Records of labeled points
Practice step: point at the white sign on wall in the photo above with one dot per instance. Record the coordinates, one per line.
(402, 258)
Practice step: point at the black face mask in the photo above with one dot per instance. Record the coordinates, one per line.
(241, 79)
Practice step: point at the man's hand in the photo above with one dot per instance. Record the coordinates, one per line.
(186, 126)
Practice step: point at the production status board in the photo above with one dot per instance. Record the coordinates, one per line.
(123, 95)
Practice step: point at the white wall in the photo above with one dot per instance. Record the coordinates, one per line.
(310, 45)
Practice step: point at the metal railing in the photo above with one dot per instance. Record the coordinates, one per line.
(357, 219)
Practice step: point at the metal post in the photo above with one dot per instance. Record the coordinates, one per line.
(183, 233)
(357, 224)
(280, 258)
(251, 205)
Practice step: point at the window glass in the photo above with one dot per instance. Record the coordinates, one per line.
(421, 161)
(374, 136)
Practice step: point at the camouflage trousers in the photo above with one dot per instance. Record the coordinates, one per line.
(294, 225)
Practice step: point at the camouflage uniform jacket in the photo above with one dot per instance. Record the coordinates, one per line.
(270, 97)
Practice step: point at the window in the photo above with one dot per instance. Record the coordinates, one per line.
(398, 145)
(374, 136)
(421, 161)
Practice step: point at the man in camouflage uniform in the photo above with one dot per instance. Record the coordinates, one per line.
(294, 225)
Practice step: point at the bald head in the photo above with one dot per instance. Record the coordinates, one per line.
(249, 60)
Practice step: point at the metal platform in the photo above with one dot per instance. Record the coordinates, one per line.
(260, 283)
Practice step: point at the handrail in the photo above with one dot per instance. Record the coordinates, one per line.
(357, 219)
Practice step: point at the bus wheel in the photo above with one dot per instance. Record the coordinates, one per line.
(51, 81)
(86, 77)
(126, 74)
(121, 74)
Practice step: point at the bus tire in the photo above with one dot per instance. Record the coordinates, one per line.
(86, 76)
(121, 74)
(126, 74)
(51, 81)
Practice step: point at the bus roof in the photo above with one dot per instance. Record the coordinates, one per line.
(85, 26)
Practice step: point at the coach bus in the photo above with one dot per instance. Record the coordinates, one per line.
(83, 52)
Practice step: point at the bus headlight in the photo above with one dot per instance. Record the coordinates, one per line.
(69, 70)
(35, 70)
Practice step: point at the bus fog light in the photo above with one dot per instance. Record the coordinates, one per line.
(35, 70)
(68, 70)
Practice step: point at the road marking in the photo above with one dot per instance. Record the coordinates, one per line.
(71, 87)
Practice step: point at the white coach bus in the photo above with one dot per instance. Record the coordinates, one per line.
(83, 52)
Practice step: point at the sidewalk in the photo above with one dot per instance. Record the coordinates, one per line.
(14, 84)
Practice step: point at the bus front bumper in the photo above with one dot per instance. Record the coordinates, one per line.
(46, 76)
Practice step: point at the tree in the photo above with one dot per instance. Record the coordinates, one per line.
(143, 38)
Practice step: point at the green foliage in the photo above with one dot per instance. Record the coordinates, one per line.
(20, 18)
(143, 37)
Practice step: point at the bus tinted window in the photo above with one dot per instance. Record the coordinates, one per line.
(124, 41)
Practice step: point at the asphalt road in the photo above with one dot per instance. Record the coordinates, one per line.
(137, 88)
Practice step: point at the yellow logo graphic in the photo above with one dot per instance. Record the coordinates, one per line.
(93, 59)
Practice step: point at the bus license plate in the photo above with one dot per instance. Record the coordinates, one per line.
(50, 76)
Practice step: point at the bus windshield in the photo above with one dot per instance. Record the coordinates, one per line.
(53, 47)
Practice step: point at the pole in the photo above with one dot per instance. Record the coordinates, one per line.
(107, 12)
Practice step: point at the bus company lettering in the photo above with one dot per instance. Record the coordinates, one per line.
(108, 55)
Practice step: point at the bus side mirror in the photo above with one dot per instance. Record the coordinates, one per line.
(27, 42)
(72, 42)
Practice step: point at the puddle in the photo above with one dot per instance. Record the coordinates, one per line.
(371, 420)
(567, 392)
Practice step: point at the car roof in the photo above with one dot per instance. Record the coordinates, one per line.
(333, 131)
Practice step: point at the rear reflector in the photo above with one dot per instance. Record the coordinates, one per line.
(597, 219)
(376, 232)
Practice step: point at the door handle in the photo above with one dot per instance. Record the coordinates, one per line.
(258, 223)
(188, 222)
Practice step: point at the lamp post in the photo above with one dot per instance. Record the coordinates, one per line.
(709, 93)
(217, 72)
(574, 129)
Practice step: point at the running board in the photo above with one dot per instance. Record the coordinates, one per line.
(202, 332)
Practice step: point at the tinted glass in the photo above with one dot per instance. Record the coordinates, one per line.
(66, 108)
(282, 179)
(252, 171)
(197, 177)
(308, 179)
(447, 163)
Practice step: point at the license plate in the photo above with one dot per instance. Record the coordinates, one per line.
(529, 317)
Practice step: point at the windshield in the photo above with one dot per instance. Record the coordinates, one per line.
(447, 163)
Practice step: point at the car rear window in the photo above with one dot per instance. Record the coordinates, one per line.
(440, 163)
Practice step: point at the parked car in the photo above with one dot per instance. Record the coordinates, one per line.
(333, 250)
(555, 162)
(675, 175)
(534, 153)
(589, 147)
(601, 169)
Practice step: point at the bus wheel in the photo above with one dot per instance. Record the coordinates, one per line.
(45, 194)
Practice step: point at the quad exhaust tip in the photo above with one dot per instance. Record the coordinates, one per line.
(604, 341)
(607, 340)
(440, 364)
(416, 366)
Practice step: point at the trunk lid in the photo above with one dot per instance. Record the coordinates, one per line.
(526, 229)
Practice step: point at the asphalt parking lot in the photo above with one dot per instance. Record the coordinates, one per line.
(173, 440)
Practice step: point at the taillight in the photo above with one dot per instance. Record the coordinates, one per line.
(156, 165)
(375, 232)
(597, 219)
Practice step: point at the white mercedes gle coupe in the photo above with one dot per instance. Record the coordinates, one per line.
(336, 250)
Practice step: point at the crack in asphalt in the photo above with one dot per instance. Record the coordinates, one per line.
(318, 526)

▸ **TASK PROMPT**
Take the lines above and retype all of them exactly.

▸ **EXERCISE ANSWER**
Practice step: point at the white sign on wall in the photo above with one dot per instance. Record the coordinates, one per line.
(402, 258)
Practice step: point at the black face mask in the photo above with one dot per instance. Record the coordinates, one per line.
(241, 79)
Practice step: point at the man's hand in the photo above with one dot per instance. Record the coordinates, one per line.
(186, 126)
Practice step: point at the production status board in the photo above with one dot per instance. Record the coordinates, one per line.
(123, 95)
Practice step: point at the white wall in the photo above with one dot per instance. Record the coordinates, one per line.
(310, 45)
Practice step: point at the metal railing in the photo above with one dot per instance. Record the coordinates, one per line.
(357, 219)
Practice step: point at the metal post in the photo above with one dot per instance. Record the coordinates, one per line.
(183, 233)
(357, 224)
(280, 258)
(251, 205)
Practice step: point at the window glass in the photo above with one dot per instance. Record the coordinates, one per line.
(421, 161)
(374, 136)
Practice step: point at the camouflage trousers in the photo above with one dot per instance. Record the coordinates, one per line.
(294, 225)
Practice step: point at the camouflage uniform jacket in the photo above with one dot per instance. Record the coordinates, one per line.
(270, 97)
Practice step: point at the window in the photo above with one dot per instance. Record the coordinates, one per line.
(398, 145)
(374, 136)
(421, 161)
Practice step: point at the man in camouflage uniform in the photo above with one dot per instance. Record the coordinates, one per line.
(294, 225)
Practice step: point at the bald head in the photo above with one dot per instance. Record the coordinates, one per line.
(249, 60)
Practice step: point at the metal platform in the photo above with one dot per instance. Record the coordinates, one per line.
(260, 283)
Practice step: point at the handrail in the photo above with one dot per instance. Record the coordinates, one per line.
(357, 219)
Practice step: point at the bus wheel in the photo above with one dot per instance. Record the coordinates, one per line.
(51, 81)
(86, 77)
(126, 74)
(121, 74)
Practice step: point at the bus tire in the photo above with one dot per instance. Record the coordinates, one per line.
(86, 76)
(121, 74)
(126, 74)
(51, 81)
Practice step: point at the bus roof in the photo above with one dot per instance. Record the coordinates, one per line.
(85, 26)
Practice step: point at the coach bus in the photo above with one dot per instance. Record the coordinates, one per line.
(83, 52)
Practice step: point at the bus headlight in the photo above with one dot per instance. Record the coordinates, one per line.
(69, 70)
(35, 70)
Practice step: point at the bus fog light in the photo above with one dot per instance. Record the coordinates, one per line.
(35, 70)
(68, 70)
Practice step: point at the road marking in the photo above with one dot per instance. Record the coordinates, one per line.
(71, 87)
Practice step: point at the white coach bus in the photo above with one dot per instance. Record the coordinates, one per line.
(83, 52)
Practice step: point at the sidewalk in the photo above with one dot per instance. Record the coordinates, one per line.
(14, 84)
Practice step: point at the bus front bumper in the photo above with one dot per instance. Record the coordinates, one per line.
(46, 76)
Practice step: point at the tree in the photo above with one dot per instance. Record the coordinates, one per line.
(143, 38)
Practice step: point at the green foliage in the photo above with one dot per instance. Record the coordinates, one per line.
(20, 18)
(143, 37)
Practice step: point at the bus tinted window in the photo above with one dot per instance. Record the coordinates, one per line.
(124, 41)
Practice step: point at the asphalt road in the photo above with one dot per instance. Record the coordinates, one per line.
(137, 88)
Practice step: point at the yellow logo graphic in the photo above with one dot per instance. Record the coordinates, one per line.
(93, 59)
Practice step: point at the bus license plate in the photo above with one dot per instance. Record the coordinates, one per line.
(50, 76)
Practice step: point at the bus windshield in the photo above with one dot per instance. Record the coordinates, one per line.
(53, 47)
Practice step: point at the pole in the photo above with one dot per instance. Record the coordinates, one per line.
(107, 12)
Practice step: point at the bus company lettering in the photo above with one dot per instance. Record the coordinates, one per line.
(108, 55)
Practice step: point at the bus side mirror in the photo above with one dot per instance. Record the coordinates, one per line.
(27, 42)
(72, 42)
Practice step: point at the puddle in the photo above with one dot per instance. Record the coordinates, one per line.
(371, 420)
(567, 392)
Practice step: point at the car roof in the photo above with one dot per instance. Record the coordinates, one per line.
(333, 131)
Practice step: point at the rear reflector in the photo above with one dot per instance. Record the coordinates, one per line.
(597, 219)
(376, 232)
Practice step: point at the door handle in the photo above with one dot per instance. Record the coordinates, one per line.
(258, 223)
(188, 222)
Practice step: point at the lamp post in the photo above with one dot per instance. Record the coordinates, one per line.
(709, 93)
(217, 72)
(574, 129)
Practice step: point at the running board in the photo above with one dot per instance. Record the coordinates, one per line.
(202, 332)
Practice step: point at the tinted glass in the photo above with one dot per instance. Record the coordinates, one per line.
(66, 108)
(282, 179)
(252, 171)
(197, 177)
(308, 179)
(447, 163)
Practice step: point at the license plate in the photo above with one dot per instance. Record the coordinates, one per line.
(529, 317)
Practice step: point at the windshield in the photo above with one dot per instance. Record the coordinates, one per line.
(447, 163)
Practice step: point at the car rear window in the photo above with one dot per instance. Record the coordinates, one per line.
(440, 163)
Practice step: point at the parked car in the photo above with one dot per instance. Record the coordinates, one per line.
(333, 250)
(555, 162)
(675, 175)
(534, 153)
(589, 147)
(601, 169)
Practice step: point at the bus wheel in the photo above with one dot per instance. Record the coordinates, one per line.
(45, 194)
Practice step: point at the quad exhaust tip in the photo above with one dot per instance. Record the coordinates, one per line.
(604, 341)
(607, 340)
(440, 364)
(416, 366)
Practice step: point at the trunk lid in the photo above with one dot per instance. Record the coordinates, one per line.
(526, 229)
Practice step: point at the asphalt parking lot in the photo above with one dot per instance. Record the coordinates, one per line.
(173, 440)
Practice step: point at the taillight in the photo above with one dot per instance. Record the coordinates, one per line.
(156, 165)
(375, 232)
(597, 219)
Practice step: point at the white mercedes gle coupe in the photo above with one dot per instance. Record the coordinates, one per line.
(336, 250)
Practice step: point at the crack in asphalt in the photo above with one dot per instance. Record the coordinates, one per line.
(318, 526)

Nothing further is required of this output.